TEXT SHOWN →
=== Section Start ===

DEERFIELD, Ill.  — Walgreens Boots Alliance and Rite Aid on Monday morning extended their previously announced definitive merger agreement under which Walgreens Boots Alliance will acquire all outstanding shares of Rite Aid.

The retail pharmacy operations also restructured a new deal that would value Rite Aid at between about $6.8 billion and $7.4 billion, depending on required store divestitures, down from an initial acquisition cost of $9.4 billion.

Under the terms of the amendment, the parties have agreed to reduce the price for each share of Rite Aid common stock to be paid by Walgreens Boots Alliance. The revised price will be a maximum of $7 per share and a minimum of $6.50 per share. In addition, Walgreens Boots Alliance will be required to divest up to 1,200 Rite Aid stores and certain additional related assets if required to obtain regulatory approval.

The exact price per share will be determined based on the number of required store divestitures, with the price set at $7 per share if 1,000 stores or fewer are required for divestiture and at $6.50 per share if 1,200 stores are required for divestiture. If the required divestitures fall between 1,000 and 1,200 stores, then there will be a pro-rata adjustment of the price per share. Walgreens Boots Alliance agreement to divest up to 1,200 Rite Aid stores represents an increase of up to 200 stores over the 1,000 stores that Walgreens Boots Alliance had agreed to divest under the terms of the original agreement.

=== Section End ===

WHAT THIS EXERCISE ASKS →
(1) Decide whether each statement below agrees with the report on the Walgreens Boots Alliance and Rite Aid merger. Answer yes or no for each, and quote the words from the report that settle it.
(a) The initial acquisition cost of Rite Aid was $9.4 billion.
(b) The price is set at $7 per share if 1,200 stores must be divested.
(c) The original agreement required Walgreens Boots Alliance to divest 1,000 stores.
(2) According to the Walgreens Boots Alliance and Rite Aid merger report, what happens to the price per share if the required divestitures fall between 1,000 and 1,200 stores?
(3) Carry the Walgreens Boots Alliance and Rite Aid merger report forward from its last sentence.

DATA →

=== Section Start ===

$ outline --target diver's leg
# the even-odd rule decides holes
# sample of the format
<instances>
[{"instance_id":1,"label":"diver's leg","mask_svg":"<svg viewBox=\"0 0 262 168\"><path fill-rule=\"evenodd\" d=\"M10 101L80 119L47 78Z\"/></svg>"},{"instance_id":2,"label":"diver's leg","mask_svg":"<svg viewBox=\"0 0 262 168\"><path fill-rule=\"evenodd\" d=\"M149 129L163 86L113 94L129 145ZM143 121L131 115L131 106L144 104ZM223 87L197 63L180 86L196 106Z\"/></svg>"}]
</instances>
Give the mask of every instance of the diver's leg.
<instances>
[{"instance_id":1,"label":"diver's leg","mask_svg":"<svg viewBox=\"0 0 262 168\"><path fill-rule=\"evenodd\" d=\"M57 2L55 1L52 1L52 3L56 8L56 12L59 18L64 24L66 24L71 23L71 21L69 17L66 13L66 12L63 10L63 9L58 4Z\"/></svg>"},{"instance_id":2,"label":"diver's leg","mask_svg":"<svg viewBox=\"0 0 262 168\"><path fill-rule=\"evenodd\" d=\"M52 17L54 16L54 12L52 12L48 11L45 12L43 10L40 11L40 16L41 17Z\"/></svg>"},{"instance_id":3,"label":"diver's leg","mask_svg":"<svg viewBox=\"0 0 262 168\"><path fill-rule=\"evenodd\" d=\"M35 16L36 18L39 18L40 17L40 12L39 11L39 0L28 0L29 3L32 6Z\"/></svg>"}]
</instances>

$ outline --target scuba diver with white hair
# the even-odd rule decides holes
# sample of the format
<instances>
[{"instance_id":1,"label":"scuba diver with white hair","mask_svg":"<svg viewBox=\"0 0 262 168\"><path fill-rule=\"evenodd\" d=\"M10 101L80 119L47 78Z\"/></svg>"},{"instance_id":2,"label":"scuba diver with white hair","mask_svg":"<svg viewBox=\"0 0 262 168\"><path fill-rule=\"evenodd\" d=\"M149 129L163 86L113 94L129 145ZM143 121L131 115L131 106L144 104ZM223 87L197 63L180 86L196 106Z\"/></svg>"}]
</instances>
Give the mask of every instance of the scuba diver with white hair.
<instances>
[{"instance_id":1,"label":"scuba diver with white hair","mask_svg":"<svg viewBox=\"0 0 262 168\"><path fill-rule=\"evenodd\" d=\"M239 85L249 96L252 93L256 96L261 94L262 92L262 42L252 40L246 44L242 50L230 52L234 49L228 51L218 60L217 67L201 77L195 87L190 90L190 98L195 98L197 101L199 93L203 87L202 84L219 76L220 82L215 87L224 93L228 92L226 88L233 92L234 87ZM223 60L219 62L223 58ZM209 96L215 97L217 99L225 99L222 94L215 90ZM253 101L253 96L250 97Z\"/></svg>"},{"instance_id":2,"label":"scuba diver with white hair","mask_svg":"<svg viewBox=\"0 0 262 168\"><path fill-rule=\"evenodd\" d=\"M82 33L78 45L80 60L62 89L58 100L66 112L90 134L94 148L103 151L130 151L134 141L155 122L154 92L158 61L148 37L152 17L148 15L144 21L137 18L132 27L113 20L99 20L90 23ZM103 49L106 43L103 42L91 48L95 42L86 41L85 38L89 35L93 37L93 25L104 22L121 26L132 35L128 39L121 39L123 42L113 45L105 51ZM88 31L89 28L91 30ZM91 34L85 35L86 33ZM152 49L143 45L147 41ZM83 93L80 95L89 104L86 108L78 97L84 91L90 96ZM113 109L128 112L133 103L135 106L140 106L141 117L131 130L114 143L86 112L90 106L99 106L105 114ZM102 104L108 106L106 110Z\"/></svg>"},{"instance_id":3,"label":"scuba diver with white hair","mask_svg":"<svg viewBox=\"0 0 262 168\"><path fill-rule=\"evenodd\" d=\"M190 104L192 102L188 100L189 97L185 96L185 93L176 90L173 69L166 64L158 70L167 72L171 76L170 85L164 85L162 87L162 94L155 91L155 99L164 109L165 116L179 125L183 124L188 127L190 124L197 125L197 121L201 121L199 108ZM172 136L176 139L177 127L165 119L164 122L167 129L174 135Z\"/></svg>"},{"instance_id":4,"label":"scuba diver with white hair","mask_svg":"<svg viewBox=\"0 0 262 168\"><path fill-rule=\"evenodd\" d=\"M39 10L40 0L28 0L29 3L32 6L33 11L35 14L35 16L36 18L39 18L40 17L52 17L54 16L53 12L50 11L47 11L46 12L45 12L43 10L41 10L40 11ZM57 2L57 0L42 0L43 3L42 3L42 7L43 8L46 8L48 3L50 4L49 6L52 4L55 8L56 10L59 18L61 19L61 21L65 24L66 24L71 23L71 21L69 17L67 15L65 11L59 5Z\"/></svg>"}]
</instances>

=== Section End ===

SOLVED PROBLEMS →
(1)
(a) Yes: "down from an initial acquisition cost of $9.4 billion."
(b) No: "at $6.50 per share if 1,200 stores are required for divestiture."
(c) Yes: "the 1,000 stores that Walgreens Boots Alliance had agreed to divest under the terms of the original agreement."

(2) The price per share receives a pro-rata adjustment.

(3)
According to the original divestiture agreement with Fred's announced Dec. 20, if the FTC requires divestiture of more than the 865 Rite Aid stores currently contemplated by the purchase agreement and Walgreens Boots Alliance agrees to sell such stores, that purchase agreement requires Fred’s to purchase those additional stores.

Additionally, Walgreens Boots Alliance and Rite Aid agreed to extend the end date under the previously announced agreement from Jan. 27 to July 31 2017 in order to allow the parties additional time to obtain regulatory approval.

The transaction is subject to approval by the holders of Rite Aid’s common stock, the expiration or termination of applicable waiting periods under the Hart-Scott-Rodino Antitrust Improvements Act of 1976, as amended and other customary closing conditions.